PROBLEM STATEMENT ->
Rename "point per instance" to "mark each occurrence" everywhere in the data below, and reproduce every other line without change.

•••

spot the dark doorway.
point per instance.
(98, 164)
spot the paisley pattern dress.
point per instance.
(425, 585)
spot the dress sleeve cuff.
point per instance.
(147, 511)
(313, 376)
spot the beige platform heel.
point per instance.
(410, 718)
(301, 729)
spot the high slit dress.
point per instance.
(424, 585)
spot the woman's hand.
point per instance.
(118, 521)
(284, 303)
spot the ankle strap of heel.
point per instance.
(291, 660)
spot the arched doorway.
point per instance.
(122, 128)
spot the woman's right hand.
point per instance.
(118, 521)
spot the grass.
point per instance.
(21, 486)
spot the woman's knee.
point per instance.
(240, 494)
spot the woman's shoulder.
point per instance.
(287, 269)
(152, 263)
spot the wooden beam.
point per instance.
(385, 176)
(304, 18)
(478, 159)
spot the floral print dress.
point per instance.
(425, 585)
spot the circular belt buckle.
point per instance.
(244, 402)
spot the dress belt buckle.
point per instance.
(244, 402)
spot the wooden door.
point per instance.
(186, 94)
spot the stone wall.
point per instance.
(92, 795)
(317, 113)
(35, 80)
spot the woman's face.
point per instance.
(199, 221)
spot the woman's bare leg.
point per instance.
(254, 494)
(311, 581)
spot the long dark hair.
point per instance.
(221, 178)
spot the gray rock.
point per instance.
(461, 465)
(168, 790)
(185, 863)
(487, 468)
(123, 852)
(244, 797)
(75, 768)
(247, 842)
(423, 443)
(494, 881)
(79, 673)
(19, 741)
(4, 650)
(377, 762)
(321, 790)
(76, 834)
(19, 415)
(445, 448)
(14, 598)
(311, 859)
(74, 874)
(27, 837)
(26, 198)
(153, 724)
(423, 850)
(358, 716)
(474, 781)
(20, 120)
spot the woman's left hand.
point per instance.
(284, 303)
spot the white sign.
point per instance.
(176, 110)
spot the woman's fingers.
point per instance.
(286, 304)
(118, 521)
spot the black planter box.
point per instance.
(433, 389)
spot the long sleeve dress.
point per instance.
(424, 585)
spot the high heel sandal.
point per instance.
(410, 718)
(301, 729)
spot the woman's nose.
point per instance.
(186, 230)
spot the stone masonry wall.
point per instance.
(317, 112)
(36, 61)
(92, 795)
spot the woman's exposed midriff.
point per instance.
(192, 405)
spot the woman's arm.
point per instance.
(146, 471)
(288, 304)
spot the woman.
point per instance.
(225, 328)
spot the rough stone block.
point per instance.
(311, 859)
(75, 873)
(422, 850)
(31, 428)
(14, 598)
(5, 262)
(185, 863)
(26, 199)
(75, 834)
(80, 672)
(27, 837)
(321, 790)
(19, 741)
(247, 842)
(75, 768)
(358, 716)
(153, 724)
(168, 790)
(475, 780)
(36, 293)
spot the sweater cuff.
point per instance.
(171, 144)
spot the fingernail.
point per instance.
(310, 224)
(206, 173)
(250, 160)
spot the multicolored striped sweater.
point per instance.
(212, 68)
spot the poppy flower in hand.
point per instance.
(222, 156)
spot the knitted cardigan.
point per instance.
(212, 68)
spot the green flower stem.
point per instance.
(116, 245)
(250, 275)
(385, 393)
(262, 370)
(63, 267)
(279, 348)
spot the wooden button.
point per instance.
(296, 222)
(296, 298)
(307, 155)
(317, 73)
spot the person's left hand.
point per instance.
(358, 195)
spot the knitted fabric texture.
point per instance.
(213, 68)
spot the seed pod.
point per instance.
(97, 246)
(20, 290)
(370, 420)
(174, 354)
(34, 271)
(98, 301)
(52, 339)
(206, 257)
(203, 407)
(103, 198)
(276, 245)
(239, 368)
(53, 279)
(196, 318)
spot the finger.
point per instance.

•••

RESPONSE TO THE TASK ->
spot the dark doorway.
mark each occurrence.
(98, 164)
spot the paisley pattern dress.
mark each occurrence.
(425, 585)
spot the dress sleeve cuff.
mark each occurrence.
(147, 511)
(313, 376)
spot the beige platform heel.
mark each occurrence.
(410, 718)
(301, 729)
spot the high slit dress.
mark each occurrence.
(424, 585)
spot the woman's hand.
mark each occurrence.
(118, 521)
(284, 303)
spot the ankle strap of heel.
mark each occurrence.
(291, 660)
spot the arched doorway.
mark each occurrence.
(122, 128)
spot the woman's right hand.
mark each occurrence.
(118, 521)
spot the grass.
mark each occurrence.
(21, 486)
spot the woman's knee.
mark each occurrence.
(240, 494)
spot the woman's shoulder.
mark each occurrence.
(287, 269)
(152, 263)
spot the wooden beam.
mark each occurrence.
(385, 176)
(304, 18)
(478, 159)
spot the floral print dress.
mark each occurrence.
(425, 585)
spot the circular belt buckle.
mark each occurrence.
(244, 402)
spot the dress belt buckle.
mark each occurrence.
(244, 402)
spot the wooden door.
mark each occurrence.
(186, 94)
spot the stone wall.
mark each occurrence.
(92, 795)
(317, 113)
(35, 80)
spot the woman's face.
mark each occurrence.
(199, 221)
spot the woman's bare leg.
mark each occurrence.
(254, 494)
(311, 581)
spot the long dark hair.
mark each occurrence.
(221, 178)
spot the gray rock.
mark each occurrence.
(461, 465)
(168, 790)
(185, 863)
(487, 468)
(123, 852)
(244, 797)
(75, 768)
(247, 842)
(423, 443)
(494, 881)
(79, 673)
(19, 741)
(4, 650)
(377, 762)
(321, 790)
(76, 834)
(19, 415)
(445, 448)
(14, 598)
(311, 859)
(74, 874)
(27, 837)
(26, 198)
(153, 724)
(423, 850)
(358, 716)
(474, 781)
(20, 120)
spot the woman's left hand.
mark each occurrence.
(284, 303)
spot the white sign.
mark each occurrence.
(176, 110)
spot the woman's fingers.
mark each occurrence.
(286, 304)
(118, 521)
spot the black planter box.
mark each occurrence.
(433, 389)
spot the long sleeve dress.
mark each occurrence.
(424, 585)
spot the high heel sandal.
mark each occurrence.
(410, 718)
(301, 729)
spot the woman's nose.
mark each occurrence.
(186, 230)
spot the stone masonry wall.
mark each occurrence.
(317, 112)
(36, 61)
(92, 795)
spot the woman's exposed midriff.
mark each occurrence.
(192, 405)
spot the woman's arm.
mark each occurrence.
(146, 471)
(288, 304)
spot the woman.
mark each occurrence.
(225, 328)
spot the rough stone block.
mark each occurrence.
(311, 859)
(75, 873)
(422, 850)
(31, 428)
(14, 598)
(5, 262)
(185, 863)
(26, 199)
(75, 834)
(80, 672)
(27, 837)
(321, 790)
(19, 741)
(247, 842)
(75, 768)
(358, 716)
(153, 724)
(168, 790)
(475, 780)
(36, 293)
spot the sweater cuff.
mark each occurrence.
(171, 144)
spot the fingernail.
mark each occurrence.
(310, 224)
(206, 173)
(250, 160)
spot the multicolored striped sweater.
mark each occurrence.
(212, 68)
spot the poppy flower in hand.
mark each occurrence.
(222, 156)
spot the knitted cardigan.
mark each occurrence.
(212, 68)
spot the green flower stem.
mark each occurrence.
(116, 245)
(250, 275)
(385, 393)
(262, 370)
(63, 267)
(279, 348)
spot the wooden button.
mark each occurrence.
(296, 222)
(296, 298)
(307, 155)
(317, 73)
spot the person's left hand.
mark each occurrence.
(358, 195)
spot the knitted fabric texture.
mark each occurrence.
(213, 68)
spot the seed pod.
mark each occurrence.
(97, 246)
(20, 290)
(370, 420)
(174, 354)
(34, 271)
(98, 301)
(52, 339)
(206, 257)
(203, 407)
(103, 198)
(276, 245)
(239, 368)
(53, 279)
(196, 318)
spot the finger.
mark each occurrence.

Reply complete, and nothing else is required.